■ YOUR TASKS
A – Decide whether each statement below agrees with the key exchange passage, answering yes or no and quoting the words of the passage that settle it.
(i) Computation is generally expected to be the main source of latency.
(ii) Spreading a message over multiple MTUs can be costly in time and power.
(iii) Fewer round-trips shorten completion time.
B – Extend the key exchange passage, picking up right after its final sentence.

■ TEXT EXCERPT
--------

Per 'bytes on the wire', it is desirable for these AKE messages to
fit into the MTU size of these protocols; and if not possible, within
as few frames as possible, since using multiple MTUs can have
significant costs in terms of time and power.
Per 'time', it is desirable for the AKE message exchange(s) to
complete in a reasonable amount of time, both for a single
uncongested exchange and when multiple exchanges are running in an
interleaved fashion, like e.g. in a "network formation" setting when
multiple devices connect for the first time. This latency may not be
a linear function depending on congestion and the specific radio
technology used. As these are relatively low data rate networks, the
latency contribution due to computation is in general not expected to
be dominant.
Per 'round-trips', it is desirable that the number of completed
request/response message exchanges required before the initiating
endpoint can start sending protected traffic data is as small as
possible, since this reduces completion time. See Section 2.4.4 for
a discussion about the tradeoff between message size and number of
messages.

--------

■ SUPPLIED RECORDS

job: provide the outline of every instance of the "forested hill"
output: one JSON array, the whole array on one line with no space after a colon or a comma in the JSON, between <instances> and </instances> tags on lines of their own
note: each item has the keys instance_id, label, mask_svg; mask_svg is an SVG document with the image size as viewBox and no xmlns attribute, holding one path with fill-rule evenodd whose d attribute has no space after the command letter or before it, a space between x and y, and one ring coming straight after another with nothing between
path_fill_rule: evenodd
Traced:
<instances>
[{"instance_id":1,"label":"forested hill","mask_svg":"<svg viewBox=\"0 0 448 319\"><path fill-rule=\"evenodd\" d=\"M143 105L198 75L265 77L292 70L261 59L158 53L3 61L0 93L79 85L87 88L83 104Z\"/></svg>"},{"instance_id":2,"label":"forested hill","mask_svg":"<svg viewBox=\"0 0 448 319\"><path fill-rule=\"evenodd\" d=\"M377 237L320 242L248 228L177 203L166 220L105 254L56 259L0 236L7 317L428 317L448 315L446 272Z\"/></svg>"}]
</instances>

--------

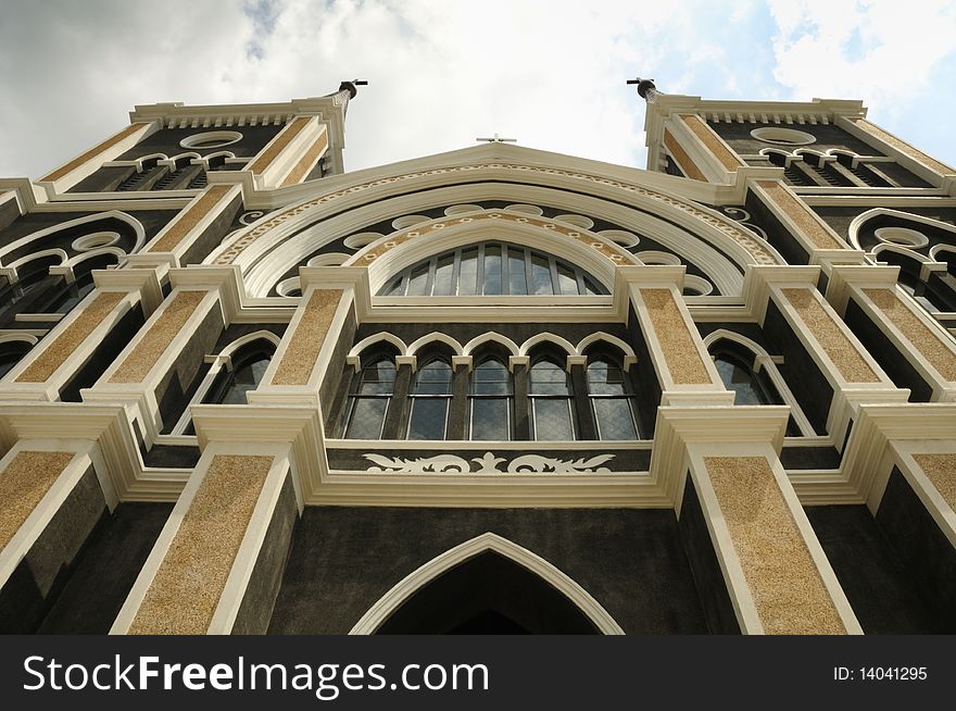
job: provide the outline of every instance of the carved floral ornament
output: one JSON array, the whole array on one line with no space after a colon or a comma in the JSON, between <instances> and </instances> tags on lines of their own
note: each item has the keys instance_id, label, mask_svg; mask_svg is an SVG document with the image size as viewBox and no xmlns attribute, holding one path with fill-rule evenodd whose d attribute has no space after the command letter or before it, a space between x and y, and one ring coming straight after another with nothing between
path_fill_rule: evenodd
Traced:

--------

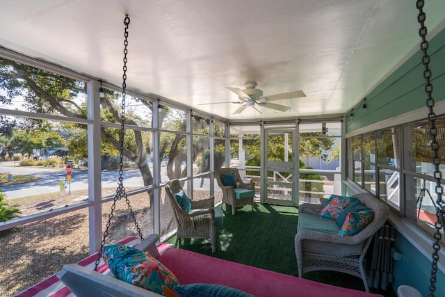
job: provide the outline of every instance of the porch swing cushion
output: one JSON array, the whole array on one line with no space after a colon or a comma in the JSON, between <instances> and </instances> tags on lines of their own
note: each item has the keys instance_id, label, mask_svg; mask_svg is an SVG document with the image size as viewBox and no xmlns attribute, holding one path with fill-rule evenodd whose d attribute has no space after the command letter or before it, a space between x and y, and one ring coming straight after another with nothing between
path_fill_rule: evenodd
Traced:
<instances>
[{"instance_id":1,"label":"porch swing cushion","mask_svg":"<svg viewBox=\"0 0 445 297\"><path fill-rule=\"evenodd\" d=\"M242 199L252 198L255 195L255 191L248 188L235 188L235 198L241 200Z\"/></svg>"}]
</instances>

--------

■ ANSWERS TO EACH TASK
A –
(i) No: "the latency contribution due to computation is in general not expected to be dominant."
(ii) Yes: "since using multiple MTUs can have significant costs in terms of time and power."
(iii) Yes: "since this reduces completion time."

B –
Per 'power', it is desirable for the transmission of AKE messages and
crypto to draw as little power as possible. The best mechanism for
doing so differs across radio technologies. For example, NB-IoT uses
licensed spectrum and thus can transmit at higher power to improve
coverage, making the transmitted byte count relatively more important
than for other radio technologies. In other cases, the radio
transmitter will be active for a full MTU frame regardless of how
much of the frame is occupied by message content, which makes the
byte count less sensitive for the power consumption. Increased power
consumption is unavoidable in poor network conditions, such as most
wide-area settings including LoRaWAN.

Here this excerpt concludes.